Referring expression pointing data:

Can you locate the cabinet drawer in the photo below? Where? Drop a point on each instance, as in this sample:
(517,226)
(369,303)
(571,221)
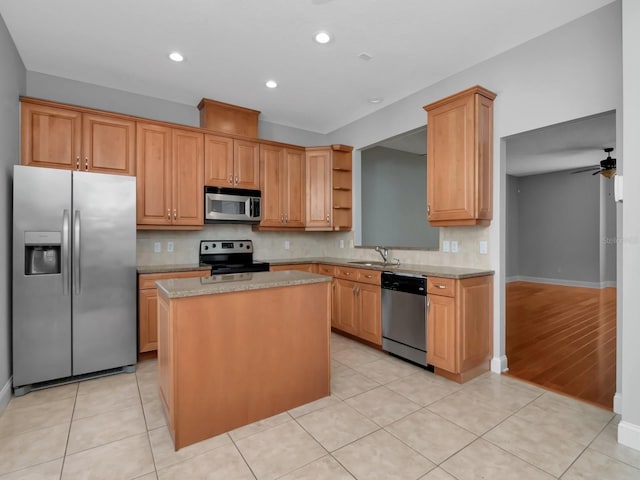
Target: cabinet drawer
(441,286)
(369,276)
(347,273)
(328,270)
(148,280)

▶ [EXERCISE REQUIREMENTS] Each entry gets copied exactly; the pictures stay out.

▶ [WRITTEN ANSWER]
Can you locate the cabinet drawer in the photo below? Where? Drop a point on each instance, as in this sample:
(517,226)
(369,303)
(571,221)
Target: cabinet drawer
(441,286)
(369,276)
(347,273)
(328,270)
(148,280)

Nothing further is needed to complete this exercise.